Fernand Fau (13 July 1858 - 27 November 1915) was a French illustrator and cartoonist whose work was widely published in popular journals around the turn of the 19th century.

Biography
Fau was born in Poitiers in 1858. 
He produced copious illustrations under the pseudonym "Fanfare".
He made the illustrations for the drama by Ferny "Le Secret du manifestant" at the "shadow show" in the cabaret Le Chat Noir.
He also illustrated the shadow show Une Affaire d'honneur by Jules Jouy at Le Chat Noir.
In 1890 Le Chat Noir put on his Idylle, a revue in one act with music by Charles de Sivry.
His illustrations appeared in the Chat Noir humorous magazine and also in Le Rire.
He illustrated many children's books throughout his career, and was a satirist.
Fau was also versed in Art Nouveau, and exhibited at the Salon des Cent in 1895.

▶ [PROVIDED INFORMATION]
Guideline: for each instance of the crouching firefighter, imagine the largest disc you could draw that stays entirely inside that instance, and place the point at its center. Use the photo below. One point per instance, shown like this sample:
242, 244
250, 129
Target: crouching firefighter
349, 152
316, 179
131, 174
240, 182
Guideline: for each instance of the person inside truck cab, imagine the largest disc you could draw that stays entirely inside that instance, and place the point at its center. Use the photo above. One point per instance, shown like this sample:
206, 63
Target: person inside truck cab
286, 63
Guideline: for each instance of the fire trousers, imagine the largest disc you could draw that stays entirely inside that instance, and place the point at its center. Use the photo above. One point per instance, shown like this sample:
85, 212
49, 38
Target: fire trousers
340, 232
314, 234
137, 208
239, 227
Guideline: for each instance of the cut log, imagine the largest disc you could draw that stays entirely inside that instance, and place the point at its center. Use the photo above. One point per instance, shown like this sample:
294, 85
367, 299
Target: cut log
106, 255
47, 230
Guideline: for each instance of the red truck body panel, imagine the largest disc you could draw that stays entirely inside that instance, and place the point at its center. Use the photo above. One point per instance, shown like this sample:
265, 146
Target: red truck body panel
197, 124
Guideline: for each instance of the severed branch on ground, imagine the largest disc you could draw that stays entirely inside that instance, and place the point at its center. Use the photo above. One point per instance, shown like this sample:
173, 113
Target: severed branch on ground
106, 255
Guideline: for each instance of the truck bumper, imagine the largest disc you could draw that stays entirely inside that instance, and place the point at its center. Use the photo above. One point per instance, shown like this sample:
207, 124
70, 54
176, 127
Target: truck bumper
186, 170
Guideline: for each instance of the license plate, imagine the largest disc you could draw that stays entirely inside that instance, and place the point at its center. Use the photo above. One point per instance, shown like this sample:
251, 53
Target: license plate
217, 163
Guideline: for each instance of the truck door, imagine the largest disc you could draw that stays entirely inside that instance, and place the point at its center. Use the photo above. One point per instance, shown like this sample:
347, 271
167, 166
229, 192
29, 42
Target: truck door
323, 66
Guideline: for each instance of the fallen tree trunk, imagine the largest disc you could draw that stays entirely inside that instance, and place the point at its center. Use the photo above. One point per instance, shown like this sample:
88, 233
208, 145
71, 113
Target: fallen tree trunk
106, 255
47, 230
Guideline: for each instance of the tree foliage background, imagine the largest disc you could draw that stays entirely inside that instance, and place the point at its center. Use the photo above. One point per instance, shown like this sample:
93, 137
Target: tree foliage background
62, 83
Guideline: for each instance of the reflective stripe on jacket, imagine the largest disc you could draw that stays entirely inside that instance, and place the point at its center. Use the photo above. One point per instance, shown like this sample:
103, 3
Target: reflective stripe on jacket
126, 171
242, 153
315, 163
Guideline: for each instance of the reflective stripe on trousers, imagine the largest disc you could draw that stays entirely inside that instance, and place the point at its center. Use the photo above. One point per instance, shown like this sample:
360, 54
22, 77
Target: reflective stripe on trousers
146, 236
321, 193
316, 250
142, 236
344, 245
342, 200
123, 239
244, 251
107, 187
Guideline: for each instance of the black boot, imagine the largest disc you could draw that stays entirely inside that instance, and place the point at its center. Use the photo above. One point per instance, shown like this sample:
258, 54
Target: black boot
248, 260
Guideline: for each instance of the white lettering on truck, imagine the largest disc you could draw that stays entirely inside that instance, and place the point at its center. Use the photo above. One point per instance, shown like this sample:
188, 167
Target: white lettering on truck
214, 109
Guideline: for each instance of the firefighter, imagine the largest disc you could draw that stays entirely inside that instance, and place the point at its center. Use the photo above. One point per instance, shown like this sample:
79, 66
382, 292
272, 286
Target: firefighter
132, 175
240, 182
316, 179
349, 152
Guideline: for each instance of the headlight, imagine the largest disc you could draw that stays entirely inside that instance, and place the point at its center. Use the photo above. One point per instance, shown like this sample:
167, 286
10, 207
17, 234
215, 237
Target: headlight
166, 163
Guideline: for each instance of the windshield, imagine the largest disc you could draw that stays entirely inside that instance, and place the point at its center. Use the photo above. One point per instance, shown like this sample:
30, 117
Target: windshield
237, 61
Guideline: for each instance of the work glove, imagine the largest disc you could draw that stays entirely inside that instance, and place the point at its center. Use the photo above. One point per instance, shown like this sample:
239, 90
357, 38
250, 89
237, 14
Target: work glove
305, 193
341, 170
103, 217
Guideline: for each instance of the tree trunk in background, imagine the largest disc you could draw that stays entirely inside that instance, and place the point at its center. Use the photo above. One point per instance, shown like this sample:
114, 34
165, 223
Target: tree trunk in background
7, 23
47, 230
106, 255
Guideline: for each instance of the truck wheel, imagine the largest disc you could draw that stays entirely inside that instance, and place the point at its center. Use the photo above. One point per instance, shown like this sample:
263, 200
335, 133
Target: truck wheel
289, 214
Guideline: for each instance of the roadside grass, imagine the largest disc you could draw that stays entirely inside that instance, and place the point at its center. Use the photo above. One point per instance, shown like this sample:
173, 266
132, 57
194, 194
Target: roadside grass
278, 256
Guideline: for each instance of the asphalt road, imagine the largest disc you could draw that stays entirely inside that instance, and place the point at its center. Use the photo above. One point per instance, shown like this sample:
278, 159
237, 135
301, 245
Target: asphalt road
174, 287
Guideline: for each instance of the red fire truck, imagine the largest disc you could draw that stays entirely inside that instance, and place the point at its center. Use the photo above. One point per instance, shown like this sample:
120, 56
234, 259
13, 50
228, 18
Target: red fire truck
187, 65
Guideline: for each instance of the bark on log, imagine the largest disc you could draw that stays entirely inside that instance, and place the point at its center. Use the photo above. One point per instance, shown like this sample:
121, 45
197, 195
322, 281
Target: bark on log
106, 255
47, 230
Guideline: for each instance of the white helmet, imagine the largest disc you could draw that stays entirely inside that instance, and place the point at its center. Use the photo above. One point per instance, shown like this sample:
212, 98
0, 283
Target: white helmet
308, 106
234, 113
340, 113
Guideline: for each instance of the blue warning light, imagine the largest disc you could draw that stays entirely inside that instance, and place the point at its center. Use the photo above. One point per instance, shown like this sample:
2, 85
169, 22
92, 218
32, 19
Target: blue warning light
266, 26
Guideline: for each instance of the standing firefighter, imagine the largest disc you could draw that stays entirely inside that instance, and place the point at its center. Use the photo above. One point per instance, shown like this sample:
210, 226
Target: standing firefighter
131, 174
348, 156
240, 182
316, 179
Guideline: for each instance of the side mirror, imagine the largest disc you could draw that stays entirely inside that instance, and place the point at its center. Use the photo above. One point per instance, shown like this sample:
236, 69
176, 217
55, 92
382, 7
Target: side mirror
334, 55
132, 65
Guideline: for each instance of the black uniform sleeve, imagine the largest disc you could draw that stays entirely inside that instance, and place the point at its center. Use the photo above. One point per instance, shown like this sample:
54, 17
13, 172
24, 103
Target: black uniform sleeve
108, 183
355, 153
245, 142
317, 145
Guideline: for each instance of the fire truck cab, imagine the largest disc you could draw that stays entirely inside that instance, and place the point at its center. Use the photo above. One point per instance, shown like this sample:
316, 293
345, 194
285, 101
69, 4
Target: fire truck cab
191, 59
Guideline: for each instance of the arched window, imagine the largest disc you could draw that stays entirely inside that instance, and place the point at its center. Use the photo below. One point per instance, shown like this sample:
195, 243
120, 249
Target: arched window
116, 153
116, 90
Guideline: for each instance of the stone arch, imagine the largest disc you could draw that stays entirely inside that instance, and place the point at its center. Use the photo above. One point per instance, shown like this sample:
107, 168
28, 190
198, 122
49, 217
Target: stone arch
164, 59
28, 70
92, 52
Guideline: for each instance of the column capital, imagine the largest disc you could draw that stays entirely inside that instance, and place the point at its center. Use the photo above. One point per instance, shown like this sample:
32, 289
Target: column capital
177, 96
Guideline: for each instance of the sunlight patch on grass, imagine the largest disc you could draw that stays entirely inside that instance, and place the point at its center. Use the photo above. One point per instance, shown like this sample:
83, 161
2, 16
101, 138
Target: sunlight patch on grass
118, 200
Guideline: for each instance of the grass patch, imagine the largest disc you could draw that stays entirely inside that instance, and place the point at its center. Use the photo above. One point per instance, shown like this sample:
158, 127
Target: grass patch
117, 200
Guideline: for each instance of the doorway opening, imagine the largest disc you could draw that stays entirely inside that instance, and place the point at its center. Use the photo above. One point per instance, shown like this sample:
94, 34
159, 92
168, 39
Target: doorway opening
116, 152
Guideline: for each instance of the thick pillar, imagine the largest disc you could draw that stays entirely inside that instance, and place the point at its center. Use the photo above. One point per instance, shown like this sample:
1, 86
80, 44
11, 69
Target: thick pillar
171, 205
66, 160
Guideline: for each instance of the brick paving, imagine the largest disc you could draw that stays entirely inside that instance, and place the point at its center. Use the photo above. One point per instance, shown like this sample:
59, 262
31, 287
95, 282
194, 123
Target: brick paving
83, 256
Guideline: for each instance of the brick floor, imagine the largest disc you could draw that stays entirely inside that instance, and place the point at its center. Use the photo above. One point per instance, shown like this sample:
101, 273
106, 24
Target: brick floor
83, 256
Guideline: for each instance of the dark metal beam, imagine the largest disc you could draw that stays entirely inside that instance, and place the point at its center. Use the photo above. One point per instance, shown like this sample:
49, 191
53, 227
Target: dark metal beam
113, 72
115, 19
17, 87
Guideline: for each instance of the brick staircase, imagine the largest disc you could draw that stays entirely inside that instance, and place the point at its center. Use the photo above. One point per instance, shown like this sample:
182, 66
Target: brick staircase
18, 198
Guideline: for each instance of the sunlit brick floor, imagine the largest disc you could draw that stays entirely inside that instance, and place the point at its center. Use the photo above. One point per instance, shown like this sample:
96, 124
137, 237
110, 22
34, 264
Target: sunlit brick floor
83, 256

▶ [AIM OF THE TASK] According to the Fernand Fau biography, under what pseudonym did he produce many of his illustrations? The listing plays no part in what follows.

▶ [CORRECT RESULT] He used the pseudonym "Fanfare".